WORK TASK - Once the images are removed, repeat all of the entries exactly.

-- THE INPUT follows --

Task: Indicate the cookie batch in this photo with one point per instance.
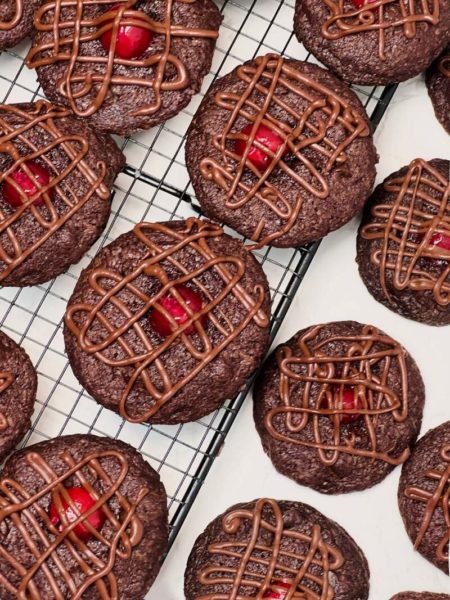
(172, 319)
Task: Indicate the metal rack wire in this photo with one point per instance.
(154, 186)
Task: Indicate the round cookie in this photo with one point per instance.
(281, 151)
(373, 42)
(18, 385)
(338, 406)
(55, 189)
(423, 496)
(280, 545)
(114, 550)
(403, 247)
(16, 21)
(438, 84)
(126, 66)
(168, 321)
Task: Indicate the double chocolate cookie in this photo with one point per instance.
(403, 248)
(271, 549)
(18, 384)
(55, 188)
(338, 406)
(281, 151)
(125, 65)
(438, 84)
(81, 517)
(423, 496)
(374, 42)
(168, 321)
(16, 21)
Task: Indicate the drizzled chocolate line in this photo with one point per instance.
(141, 354)
(76, 23)
(439, 500)
(405, 227)
(379, 16)
(364, 366)
(271, 76)
(313, 561)
(16, 142)
(25, 513)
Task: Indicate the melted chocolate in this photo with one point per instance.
(116, 349)
(364, 367)
(439, 500)
(406, 227)
(379, 16)
(311, 566)
(25, 514)
(16, 143)
(271, 76)
(75, 24)
(18, 12)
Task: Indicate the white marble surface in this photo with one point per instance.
(332, 290)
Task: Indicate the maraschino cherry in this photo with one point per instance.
(131, 42)
(83, 502)
(264, 136)
(26, 184)
(161, 323)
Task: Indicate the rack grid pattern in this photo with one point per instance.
(154, 186)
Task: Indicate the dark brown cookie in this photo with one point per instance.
(18, 384)
(338, 406)
(403, 248)
(144, 81)
(374, 42)
(438, 84)
(52, 547)
(281, 151)
(16, 21)
(55, 189)
(168, 321)
(264, 548)
(423, 496)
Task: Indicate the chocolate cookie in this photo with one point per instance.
(438, 84)
(126, 66)
(403, 248)
(81, 517)
(168, 321)
(18, 384)
(281, 151)
(423, 496)
(265, 548)
(55, 188)
(374, 42)
(16, 21)
(338, 406)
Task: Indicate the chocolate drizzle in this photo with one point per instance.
(75, 24)
(379, 16)
(26, 513)
(128, 345)
(17, 143)
(439, 500)
(405, 226)
(14, 21)
(313, 419)
(270, 78)
(309, 569)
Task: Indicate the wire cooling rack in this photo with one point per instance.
(154, 186)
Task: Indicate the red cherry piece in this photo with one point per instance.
(264, 136)
(161, 323)
(26, 184)
(440, 240)
(83, 501)
(131, 42)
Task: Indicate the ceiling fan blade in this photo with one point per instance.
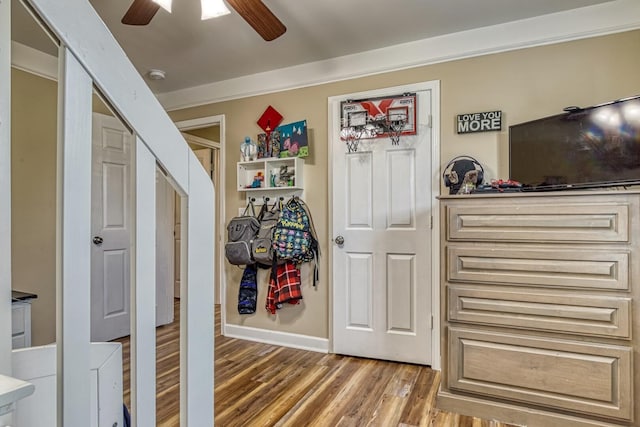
(258, 15)
(140, 12)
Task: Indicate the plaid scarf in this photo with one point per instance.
(284, 287)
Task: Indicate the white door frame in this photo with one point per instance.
(199, 123)
(333, 131)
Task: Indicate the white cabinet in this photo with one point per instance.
(21, 324)
(271, 177)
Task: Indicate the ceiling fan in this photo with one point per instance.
(255, 12)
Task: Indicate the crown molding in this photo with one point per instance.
(602, 19)
(606, 18)
(33, 61)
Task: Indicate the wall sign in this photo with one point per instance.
(480, 122)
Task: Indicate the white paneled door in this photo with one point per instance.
(110, 227)
(382, 271)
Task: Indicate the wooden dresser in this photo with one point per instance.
(539, 306)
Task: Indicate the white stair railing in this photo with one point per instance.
(89, 55)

-- THE INPUT concluded --

COMPLETED EXERCISE -
Task: Indicate the cookie batch in this photo with one point per instance.
(172, 319)
Task: Indicate the metal rack wire in this photo with one point per instance.
(154, 186)
Task: Indicate the round cookie in this photo with one point per instance.
(281, 151)
(373, 42)
(18, 385)
(338, 406)
(55, 189)
(423, 496)
(280, 545)
(114, 550)
(403, 247)
(16, 21)
(438, 84)
(126, 66)
(168, 321)
Task: Indicate the double chocolate cookie in this photo with one point per instance.
(403, 248)
(271, 549)
(18, 384)
(55, 188)
(338, 406)
(281, 151)
(125, 65)
(438, 84)
(81, 517)
(423, 496)
(374, 42)
(168, 321)
(16, 21)
Task: Indicate the drizzled chocolate line in this photo with one point per instance.
(141, 354)
(76, 23)
(439, 500)
(405, 227)
(379, 16)
(364, 366)
(271, 76)
(313, 561)
(16, 142)
(25, 513)
Task: Indicate the melted chocolate in this photo with one point per instance.
(116, 349)
(364, 367)
(439, 500)
(406, 227)
(379, 16)
(311, 566)
(25, 514)
(16, 143)
(271, 76)
(75, 24)
(18, 12)
Task: Indicate the white marble surface in this photo with one point per instance.
(332, 290)
Task: Indicate the maraschino cherry in this photo with one point per instance.
(131, 42)
(83, 502)
(264, 136)
(26, 184)
(161, 323)
Task: Indicate the rack grid pattern in this photo with one point per instance.
(154, 186)
Task: Indicate the dark brown cookie in this photo with one point per instance.
(18, 384)
(338, 406)
(403, 248)
(144, 81)
(374, 42)
(438, 84)
(52, 547)
(281, 151)
(16, 21)
(55, 189)
(168, 321)
(264, 548)
(423, 496)
Task: Indicate the chocolate cookie in this photo with one point per instance.
(438, 84)
(126, 66)
(403, 248)
(81, 517)
(168, 321)
(18, 384)
(281, 151)
(423, 496)
(265, 548)
(55, 188)
(374, 42)
(16, 21)
(338, 406)
Task: Indicate the chocolate drizzle in this photo with one point per instance.
(75, 24)
(379, 16)
(26, 513)
(128, 345)
(17, 143)
(439, 500)
(405, 226)
(14, 21)
(313, 419)
(270, 78)
(309, 569)
Task: Indicate the wire cooling rack in this photo with one point per instance.
(154, 186)
Task: Indicate the red cherry piece in this photo with one point per instance.
(264, 136)
(161, 323)
(26, 184)
(440, 240)
(83, 501)
(131, 42)
Task: Indicate the ceiling fan blade in this photo with one point per instance.
(258, 15)
(140, 12)
Task: Indicate the plaid scarf in this photo with one point per instance.
(284, 287)
Task: Indicate the white door frame in this photo with one point per instance.
(199, 123)
(333, 131)
Task: Indicate the white cabinet in this photo with one point per instance.
(21, 324)
(271, 177)
Task: Indicate the ceiling fan in this photo with one point per instance.
(255, 12)
Task: Indicate the crown molding in this photo with one point per instance.
(602, 19)
(606, 18)
(33, 61)
Task: Indicate the wall sign in this photo with one point per instance.
(480, 122)
Task: Indicate the white paneled door in this photo with one point per instance.
(110, 227)
(382, 271)
Task: Indicate the wooden dresser in this photo with one point per instance.
(539, 306)
Task: Indicate the white stair railing in this photo with one point per instance.
(89, 55)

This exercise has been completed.